__INSTRUCTION__
Pull out every line in the records below that contains the word "visible", and copy each one. Match case exactly.

__RAW DATA__
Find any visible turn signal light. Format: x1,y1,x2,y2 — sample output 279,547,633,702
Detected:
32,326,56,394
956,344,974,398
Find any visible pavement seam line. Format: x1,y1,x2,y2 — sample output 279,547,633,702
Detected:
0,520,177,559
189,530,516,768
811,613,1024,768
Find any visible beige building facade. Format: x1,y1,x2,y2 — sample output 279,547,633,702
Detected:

--

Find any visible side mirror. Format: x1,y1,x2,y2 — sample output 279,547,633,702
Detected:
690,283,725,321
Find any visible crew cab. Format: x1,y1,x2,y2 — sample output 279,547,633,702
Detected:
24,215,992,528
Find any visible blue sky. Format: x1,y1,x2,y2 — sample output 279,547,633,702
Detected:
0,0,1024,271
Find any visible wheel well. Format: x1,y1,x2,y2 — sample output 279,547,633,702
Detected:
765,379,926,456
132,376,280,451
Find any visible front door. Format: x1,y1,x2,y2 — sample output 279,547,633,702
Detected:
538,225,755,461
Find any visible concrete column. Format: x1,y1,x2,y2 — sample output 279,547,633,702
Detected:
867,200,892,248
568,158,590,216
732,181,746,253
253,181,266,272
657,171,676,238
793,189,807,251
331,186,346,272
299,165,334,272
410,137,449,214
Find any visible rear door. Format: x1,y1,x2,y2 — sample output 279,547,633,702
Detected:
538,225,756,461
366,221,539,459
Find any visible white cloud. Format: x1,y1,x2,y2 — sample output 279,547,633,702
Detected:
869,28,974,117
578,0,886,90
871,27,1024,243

__TASK RESULT__
Find any visible turn signal light. Format: x1,y1,x2,y2 — sample output 279,547,633,702
Find any visible pavement seam line. Format: x1,y1,x2,y2 — sample output 279,547,633,702
Find any visible beige building facade. Format: x1,y1,x2,y2 — sample output 279,547,633,702
Find any visible side mirror. Format: x1,y1,x2,y2 — sample output 279,547,633,702
Find any visible crew cab. Format: x1,y1,x2,y2 — sample output 279,547,633,702
Find any visible blue sky. Format: x1,y1,x2,y2 — sample output 279,547,633,702
Find any visible wheel well. Format: x1,y1,x2,y2 — sample output 279,547,633,702
Find any visible front door. Format: x1,y1,x2,y2 — sample output 279,547,633,702
Find any visible concrete column. Format: x1,y1,x2,y2 — sample output 279,547,633,702
Find any visible rear door. Format: x1,y1,x2,y2 — sample output 279,547,633,702
Find any visible white cloud. Format: x1,y1,x2,y2 — sample output 279,547,633,702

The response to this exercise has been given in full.